DATA TO PROCESS:
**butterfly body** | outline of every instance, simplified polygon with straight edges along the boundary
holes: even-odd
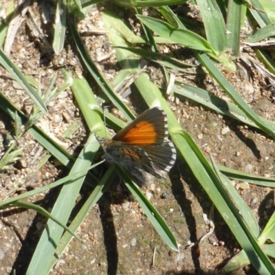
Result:
[[[119,131],[103,139],[107,162],[119,165],[139,185],[145,179],[142,170],[165,179],[176,159],[173,144],[168,139],[167,118],[159,107],[149,109]]]

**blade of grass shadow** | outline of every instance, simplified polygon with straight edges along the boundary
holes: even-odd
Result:
[[[184,144],[184,142],[182,138],[184,138],[185,142],[188,142],[188,146],[190,146],[192,153],[190,149],[186,150],[186,147],[182,148],[182,146],[179,150],[182,154],[188,155],[186,160],[190,164],[194,175],[221,213],[241,246],[245,251],[250,263],[253,264],[261,274],[264,275],[269,274],[269,272],[271,272],[271,274],[275,272],[275,269],[270,259],[263,252],[256,240],[231,201],[228,193],[222,186],[219,177],[192,138],[186,132],[182,131],[182,134],[175,134],[175,138],[177,140],[176,144]],[[182,151],[183,149],[184,151]],[[205,175],[204,175],[204,174]]]
[[[100,182],[94,188],[92,193],[89,196],[89,198],[71,223],[69,228],[72,232],[76,232],[77,229],[81,225],[87,213],[100,199],[103,193],[113,182],[117,175],[118,173],[116,172],[114,166],[111,166],[106,172]],[[72,238],[72,235],[69,233],[68,234],[67,232],[63,234],[58,247],[56,248],[56,253],[57,255],[60,256],[62,254]],[[53,258],[50,265],[52,267],[54,266],[56,262],[56,259]]]
[[[34,196],[34,195],[36,194],[40,194],[42,192],[47,191],[50,189],[55,188],[57,186],[59,186],[61,184],[70,184],[73,183],[73,182],[75,182],[77,179],[79,179],[80,178],[82,177],[85,176],[87,173],[91,170],[93,169],[94,167],[97,166],[98,165],[101,164],[104,161],[101,161],[100,162],[96,163],[96,164],[91,165],[91,166],[85,168],[85,169],[81,169],[79,170],[78,173],[76,173],[74,174],[70,174],[60,179],[58,179],[56,182],[54,182],[46,186],[43,186],[40,187],[38,188],[32,190],[31,191],[28,191],[25,193],[19,195],[16,197],[8,199],[6,201],[0,202],[0,209],[3,209],[6,208],[6,206],[9,204],[13,204],[14,202],[19,200],[19,199],[26,199],[29,197]]]
[[[148,219],[162,239],[166,243],[169,248],[175,251],[179,251],[177,241],[160,214],[144,196],[142,192],[141,192],[138,186],[132,182],[120,168],[118,168],[118,171],[121,178],[125,182],[126,186],[133,196],[135,196]]]
[[[214,164],[214,160],[212,156],[210,155],[210,157],[212,163]],[[255,238],[258,238],[258,235],[260,234],[260,230],[257,220],[252,211],[238,193],[229,179],[224,175],[221,174],[219,170],[218,172],[216,170],[216,169],[218,169],[218,166],[215,164],[213,166],[220,179],[221,182],[223,184],[223,187],[227,192],[228,192],[236,206],[237,206],[241,215],[246,223],[247,226],[250,228],[251,232],[253,234],[253,236]]]
[[[212,109],[217,113],[228,116],[248,125],[259,129],[237,106],[219,98],[210,91],[179,81],[175,82],[173,90],[175,94],[188,98],[192,100],[202,104],[208,108]],[[275,124],[274,122],[263,117],[261,117],[261,118],[268,127],[275,129]]]
[[[184,62],[182,62],[177,58],[174,58],[166,54],[160,54],[158,52],[153,52],[146,50],[135,49],[133,47],[114,47],[114,48],[126,50],[133,52],[135,54],[138,54],[144,58],[155,62],[162,66],[166,66],[168,68],[177,69],[179,72],[183,72],[186,74],[192,74],[192,72],[190,72],[190,69],[183,69],[182,67],[197,67],[193,65],[185,63]],[[194,72],[194,74],[195,74],[195,72]]]
[[[98,147],[99,144],[95,136],[91,135],[70,173],[74,174],[80,169],[89,166]],[[85,177],[82,177],[74,183],[66,184],[63,187],[52,211],[52,214],[58,219],[60,222],[67,223],[85,178]],[[32,258],[27,271],[28,274],[47,274],[46,270],[48,270],[53,258],[56,258],[55,250],[63,231],[62,227],[56,226],[52,220],[48,221]]]
[[[223,188],[221,188],[222,186],[215,172],[192,138],[182,129],[159,89],[155,85],[150,82],[144,74],[140,76],[135,81],[135,84],[148,106],[160,105],[166,113],[169,133],[178,152],[184,157],[194,175],[221,213],[240,245],[245,250],[250,262],[261,274],[265,274],[270,270],[275,272],[266,256],[263,254],[261,251],[258,250],[258,245],[255,244],[253,236],[251,233],[250,234],[246,230],[245,231],[244,228],[246,228],[246,226],[232,203],[227,192]],[[145,90],[144,86],[146,87]],[[257,248],[256,252],[255,252],[255,246]]]
[[[80,238],[79,238],[77,235],[76,235],[68,227],[67,227],[65,225],[63,224],[62,223],[59,222],[58,219],[56,219],[54,216],[53,216],[51,213],[47,212],[45,209],[44,209],[43,207],[36,206],[36,204],[30,204],[29,202],[26,201],[15,201],[14,203],[12,204],[9,207],[19,207],[19,208],[26,208],[26,209],[32,209],[44,217],[45,217],[47,219],[51,219],[52,221],[56,222],[58,226],[61,226],[65,230],[69,232],[69,234],[71,234],[72,236],[76,237],[78,240],[80,241],[81,242],[82,241]]]
[[[219,170],[226,177],[240,182],[247,182],[260,186],[275,187],[275,178],[252,175],[248,173],[218,165]]]
[[[274,129],[270,129],[270,125],[267,125],[245,102],[245,100],[238,94],[238,93],[230,85],[228,80],[223,77],[219,70],[214,65],[212,62],[205,54],[198,54],[198,59],[206,67],[209,74],[214,78],[219,85],[223,89],[225,92],[239,107],[239,108],[245,113],[245,115],[253,121],[262,131],[270,135],[272,138],[275,138]]]
[[[44,104],[42,98],[38,96],[34,88],[29,84],[25,76],[15,66],[10,58],[0,49],[0,63],[10,74],[12,77],[19,84],[27,94],[34,101],[34,104],[41,110],[43,113],[47,113],[47,107]]]

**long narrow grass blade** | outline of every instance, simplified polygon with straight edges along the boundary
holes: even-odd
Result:
[[[54,28],[53,48],[56,54],[59,54],[64,47],[66,32],[67,0],[56,2],[56,21]]]
[[[1,201],[0,202],[0,209],[6,208],[9,204],[13,204],[19,199],[26,199],[29,197],[34,196],[34,195],[40,194],[42,192],[55,188],[56,187],[59,186],[61,184],[74,183],[77,179],[83,177],[83,176],[85,176],[89,170],[97,166],[98,165],[101,164],[102,162],[103,161],[98,162],[96,164],[91,165],[91,166],[89,166],[88,168],[86,168],[85,169],[81,169],[78,171],[78,173],[70,174],[67,177],[65,177],[61,179],[58,179],[58,181],[54,182],[46,186],[40,187],[39,188],[26,192],[25,193],[19,195],[15,197],[12,197],[4,201]]]
[[[0,49],[0,63],[10,74],[19,85],[24,89],[27,94],[32,98],[43,113],[47,113],[47,109],[42,98],[37,94],[34,88],[29,84],[24,75],[19,71],[16,66],[12,63],[10,58]]]
[[[96,138],[91,135],[70,173],[74,174],[80,169],[89,167],[98,146]],[[84,179],[85,177],[82,177],[73,184],[66,184],[63,187],[52,211],[52,214],[58,219],[60,222],[63,223],[67,222]],[[47,274],[53,258],[56,258],[54,254],[56,247],[60,241],[63,231],[62,227],[56,226],[52,220],[48,221],[32,258],[27,271],[28,274]]]
[[[90,195],[89,198],[87,199],[80,210],[78,212],[76,217],[72,221],[69,229],[72,232],[76,232],[79,228],[87,214],[97,203],[101,196],[103,195],[104,191],[108,188],[110,184],[113,182],[113,179],[118,175],[116,170],[113,166],[111,166],[106,172],[100,182],[94,188],[93,192]],[[56,253],[57,255],[61,255],[65,249],[66,246],[72,239],[72,234],[66,232],[62,236],[58,245],[56,248]],[[50,265],[54,266],[56,263],[56,259],[54,258]]]
[[[198,54],[198,58],[207,68],[211,76],[221,85],[226,93],[230,97],[239,108],[245,113],[252,121],[253,121],[261,130],[275,138],[274,129],[270,129],[270,125],[267,124],[245,102],[245,100],[233,89],[228,80],[223,77],[219,69],[214,65],[212,62],[205,54]]]
[[[22,111],[13,105],[9,99],[1,92],[0,92],[0,107],[13,120],[15,120],[15,113],[17,112],[20,125],[23,125],[27,122],[28,119]],[[36,125],[33,125],[30,128],[28,131],[32,134],[34,138],[45,148],[50,152],[52,155],[56,157],[56,159],[65,166],[71,167],[73,157],[61,146],[52,140],[45,132]]]
[[[251,209],[243,201],[240,195],[238,193],[233,185],[231,184],[229,179],[219,172],[217,166],[214,163],[213,157],[212,155],[210,157],[214,169],[216,171],[216,173],[218,175],[219,178],[220,179],[220,181],[222,183],[223,187],[231,196],[233,201],[238,208],[241,217],[246,223],[246,226],[250,230],[253,236],[255,238],[258,238],[258,235],[260,234],[260,230],[257,220],[254,214],[253,214]]]
[[[221,188],[222,186],[216,173],[192,138],[181,129],[160,90],[144,75],[141,75],[135,84],[148,106],[159,104],[158,106],[162,106],[166,113],[169,133],[178,152],[185,158],[195,176],[214,204],[240,245],[245,250],[250,263],[261,274],[275,272],[268,258],[259,248],[253,235],[243,223],[228,194]],[[147,87],[146,90],[144,89],[144,85]],[[150,93],[148,91],[150,91]]]
[[[9,206],[9,207],[20,207],[20,208],[26,208],[26,209],[32,209],[33,210],[37,212],[38,213],[43,214],[46,218],[51,219],[52,221],[54,221],[58,225],[61,226],[64,230],[67,231],[69,232],[69,234],[71,234],[72,236],[74,236],[77,239],[82,241],[81,239],[79,238],[77,235],[76,235],[74,234],[74,232],[73,232],[68,227],[67,227],[65,224],[63,224],[62,223],[60,223],[58,219],[56,219],[54,216],[53,216],[51,213],[47,212],[45,209],[44,209],[41,206],[36,206],[36,204],[30,204],[27,201],[15,201],[14,203],[12,204],[10,206]]]
[[[203,18],[207,41],[216,51],[223,53],[227,49],[228,38],[219,6],[214,0],[197,0],[197,4]]]
[[[72,16],[73,15],[71,15],[71,16]],[[114,91],[113,91],[113,89],[109,85],[109,83],[107,83],[104,77],[102,76],[101,73],[98,71],[98,67],[94,64],[91,57],[89,56],[87,51],[80,40],[80,36],[76,28],[76,23],[72,18],[69,26],[74,42],[76,43],[76,47],[78,49],[78,52],[94,80],[97,82],[102,90],[107,95],[108,98],[109,98],[112,103],[116,106],[124,115],[125,118],[129,120],[133,120],[134,118],[133,114],[131,113],[125,104],[124,104],[122,101],[118,97]]]
[[[251,175],[248,173],[239,171],[221,165],[218,165],[219,169],[226,177],[240,182],[247,182],[259,186],[275,187],[275,178]]]
[[[160,214],[154,208],[150,201],[148,201],[148,199],[143,195],[140,188],[135,184],[131,182],[128,177],[126,177],[124,173],[121,171],[120,169],[118,169],[118,172],[120,176],[125,182],[127,188],[135,196],[148,219],[149,219],[152,225],[154,226],[155,229],[162,239],[170,248],[174,250],[179,251],[179,247],[177,243],[177,241]]]
[[[228,1],[226,34],[228,48],[234,58],[238,57],[240,52],[241,7],[241,0]]]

SHORT PROBLEM: Find each line in the listing that contains the string "every" and copy those lines out.

FINAL RESULT:
**butterfly body** | outline of every instance, simplified polygon with straight edges along the boundary
**blade of grass shadow** | outline of every instance, simplified polygon with straight edges along the boundary
**long narrow grass blade** | outline of every instance, simplified polygon with straight edges along the boundary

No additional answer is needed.